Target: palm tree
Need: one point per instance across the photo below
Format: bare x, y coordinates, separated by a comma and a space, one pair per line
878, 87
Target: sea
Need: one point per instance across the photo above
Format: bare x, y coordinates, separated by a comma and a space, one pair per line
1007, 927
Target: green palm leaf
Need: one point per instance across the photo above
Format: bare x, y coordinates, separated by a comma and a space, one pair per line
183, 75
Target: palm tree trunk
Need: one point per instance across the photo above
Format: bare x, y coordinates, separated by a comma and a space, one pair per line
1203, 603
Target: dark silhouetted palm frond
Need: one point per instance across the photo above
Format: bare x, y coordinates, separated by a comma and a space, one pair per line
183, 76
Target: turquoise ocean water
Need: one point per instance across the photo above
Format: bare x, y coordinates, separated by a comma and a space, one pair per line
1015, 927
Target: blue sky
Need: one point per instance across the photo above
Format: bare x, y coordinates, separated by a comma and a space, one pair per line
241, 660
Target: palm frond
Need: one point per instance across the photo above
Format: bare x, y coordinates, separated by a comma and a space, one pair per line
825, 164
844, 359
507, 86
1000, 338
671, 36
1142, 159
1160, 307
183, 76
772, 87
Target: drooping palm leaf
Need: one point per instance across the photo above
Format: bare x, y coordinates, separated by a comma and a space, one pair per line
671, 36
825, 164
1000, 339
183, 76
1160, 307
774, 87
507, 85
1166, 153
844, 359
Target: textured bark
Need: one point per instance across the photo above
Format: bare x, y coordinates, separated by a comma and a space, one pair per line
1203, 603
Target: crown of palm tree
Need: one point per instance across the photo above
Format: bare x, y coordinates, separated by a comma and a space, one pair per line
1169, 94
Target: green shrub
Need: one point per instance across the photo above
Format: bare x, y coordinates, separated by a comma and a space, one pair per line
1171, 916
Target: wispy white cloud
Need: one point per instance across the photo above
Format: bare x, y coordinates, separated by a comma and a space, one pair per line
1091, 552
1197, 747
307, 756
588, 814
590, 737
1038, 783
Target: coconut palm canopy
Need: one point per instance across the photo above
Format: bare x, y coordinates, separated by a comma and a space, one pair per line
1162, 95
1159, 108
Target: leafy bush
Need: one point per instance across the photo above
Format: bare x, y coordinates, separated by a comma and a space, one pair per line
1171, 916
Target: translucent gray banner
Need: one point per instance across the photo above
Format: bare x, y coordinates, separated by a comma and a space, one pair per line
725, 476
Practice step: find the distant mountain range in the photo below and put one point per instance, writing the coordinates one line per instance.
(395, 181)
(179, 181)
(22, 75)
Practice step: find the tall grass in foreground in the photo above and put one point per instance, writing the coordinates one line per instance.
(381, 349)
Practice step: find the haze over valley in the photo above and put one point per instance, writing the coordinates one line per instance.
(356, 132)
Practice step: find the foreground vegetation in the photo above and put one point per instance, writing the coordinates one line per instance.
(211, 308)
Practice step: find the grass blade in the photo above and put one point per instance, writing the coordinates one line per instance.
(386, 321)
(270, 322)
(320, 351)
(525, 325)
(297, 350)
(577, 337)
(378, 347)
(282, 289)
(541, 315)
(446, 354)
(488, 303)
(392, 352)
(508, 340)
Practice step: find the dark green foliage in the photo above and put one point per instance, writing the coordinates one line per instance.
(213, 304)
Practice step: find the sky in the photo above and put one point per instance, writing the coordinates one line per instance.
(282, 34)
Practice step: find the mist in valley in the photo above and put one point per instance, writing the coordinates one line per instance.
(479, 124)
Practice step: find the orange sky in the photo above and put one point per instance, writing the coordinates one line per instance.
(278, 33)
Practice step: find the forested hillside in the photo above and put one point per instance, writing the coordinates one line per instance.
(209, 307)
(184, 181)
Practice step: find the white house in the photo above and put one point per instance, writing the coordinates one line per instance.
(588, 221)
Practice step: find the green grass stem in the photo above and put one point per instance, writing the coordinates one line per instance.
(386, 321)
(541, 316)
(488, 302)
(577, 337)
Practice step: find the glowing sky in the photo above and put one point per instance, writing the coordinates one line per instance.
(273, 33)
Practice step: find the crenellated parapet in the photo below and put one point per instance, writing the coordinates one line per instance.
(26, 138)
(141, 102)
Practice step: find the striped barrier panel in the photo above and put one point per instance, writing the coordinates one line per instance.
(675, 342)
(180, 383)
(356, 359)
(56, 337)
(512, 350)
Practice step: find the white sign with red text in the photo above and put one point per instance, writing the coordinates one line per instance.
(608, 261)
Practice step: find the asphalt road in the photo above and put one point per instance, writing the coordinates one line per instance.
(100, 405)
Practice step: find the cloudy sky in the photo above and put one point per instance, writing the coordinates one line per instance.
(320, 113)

┄┄┄┄┄┄┄┄┄┄

WHAT THE TASK REQUIRES >> Your response should consist of the full listing, repeated exactly.

RESPONSE TO THIS EXERCISE >>
Target: palm tree
Need: one point per instance across the photo below
Format: bare x, y coordinates, separated by a comma and a space, one pair per line
878, 87
Target: sea
Need: one point per instance across the photo above
Format: bare x, y coordinates, separated by a comma and a space, one pair per line
1007, 927
Target: green palm leaf
Need: one point per instance across the photo above
Format: bare x, y coordinates, separated by a comma and a space, one pair per line
183, 75
Target: palm tree trunk
Need: one point per instance across the photo above
Format: bare x, y coordinates, separated by a comma and a space, one pair per line
1203, 603
Target: dark silhouetted palm frond
Need: one point per instance across the photo above
Format: bare x, y coordinates, separated by a comma and a space, one pair per line
183, 76
Target: turquoise ocean water
Need: one point per instance across the photo above
Format: bare x, y coordinates, separated by a comma and a space, one pair per line
1015, 927
Target: blue sky
Need: one point per instance across the photo above
Format: bare x, y coordinates, separated by a comma and a space, one pair per line
241, 660
Target: palm frond
Need: one point per instance across the photo above
Format: bare x, y coordinates, separated by a comma and a space, one pair per line
825, 164
844, 359
507, 86
1000, 338
671, 36
1142, 159
1160, 307
183, 76
772, 87
Target: drooping palm leaf
Need: one point per instance across the photo above
Format: bare x, y coordinates, separated by a comma and a space, one pair per line
671, 36
825, 164
1000, 339
183, 76
1160, 307
774, 87
507, 85
1166, 153
844, 359
Target: textured bark
Need: one point per instance across the photo above
Format: bare x, y coordinates, separated by a comma and a space, one pair per line
1203, 603
Target: crown of palm tree
Need: one point per instance across the photo above
Format: bare x, y coordinates, separated by a comma and a space, one pair per line
1169, 94
Target: green shrub
Need: one point per instance across the photo above
Format: bare x, y coordinates, separated by a comma and a space, one pair per line
1171, 916
Target: wispy white cloud
Need: one point per instance across the photo above
Format: bare x, y coordinates, separated by a comma and a space, one pair per line
1091, 552
1197, 747
307, 756
588, 814
590, 737
1038, 783
Target: coconut palm canopy
Need: one point per instance across the photo above
Format: bare x, y coordinates, separated by a comma and a space, one pair per line
1162, 95
1159, 108
Target: leafy bush
Need: one point per instance across the photo above
Format: bare x, y coordinates, separated by a comma and a space, one pair per line
1171, 916
Target: translucent gray banner
Need: one point per instance across the photo above
Format: bare x, y coordinates, separated by a comma and a space, one pair per line
725, 476
Practice step: find the distant mountain range in the photo below and put one point per instance, writing the coordinates one line per instance.
(395, 181)
(179, 181)
(22, 75)
Practice step: find the tall grass in foreground in the photo above and put one point per instance, writing the coordinates one line per instance.
(381, 349)
Practice step: find the haze over valley in the photo above and put one point per instance, writing the coordinates one line per instance.
(356, 132)
Practice step: find the foreground vegetation in the photo above and put one point per instance, writing the coordinates one line per instance.
(211, 308)
Practice step: find the grass blade in the photo above and put one point per instance, writing the coordinates one line per instance.
(386, 321)
(270, 322)
(320, 351)
(525, 325)
(297, 350)
(577, 337)
(378, 347)
(282, 289)
(541, 315)
(446, 354)
(488, 303)
(392, 352)
(508, 340)
Practice step: find the dark green foliage in the photo above and put one point per instance, writing the coordinates one line per instance.
(213, 304)
Practice step: find the sky in the photo above and put one point per instance, writing the coordinates one line per instance.
(282, 34)
Practice step: find the mist in valley in the photo above and put one point per instance, writing the coordinates one line per instance.
(479, 124)
Practice step: find the orange sky in the photo above and put one point per instance, writing the coordinates one line per instance.
(278, 33)
Practice step: find the forested hillside in the photo above and put one point per instance, writing the coordinates one line per instance.
(209, 307)
(184, 181)
Practice step: find the white house in the photo above and put one point per instance, writing the coordinates one line per instance.
(588, 221)
Practice step: find the green grass stem in the photo above and put one point per instance, writing the coordinates one line per instance.
(386, 321)
(541, 316)
(488, 302)
(577, 337)
Practice step: find the glowing sky in the photo above and put one point per instance, writing the coordinates one line per instance.
(273, 33)
Practice step: find the crenellated parapet in the photo below and put one point per instance, writing the coordinates one line per instance.
(26, 138)
(141, 102)
Practice step: find the striped barrier panel in the photo above and put one point per instance, writing the coordinates one line per instance.
(675, 342)
(180, 383)
(356, 359)
(56, 337)
(512, 350)
Practice step: find the white sign with red text in the photo above and put one point per instance, writing the coordinates one line per instance.
(608, 261)
Practice step: find the asphalt road in the photo above and put one point per instance, writing the coordinates one line per instance.
(100, 405)
Practice step: find the cloudy sky in the photo above and put one point per instance, writing the coordinates one line per instance.
(320, 113)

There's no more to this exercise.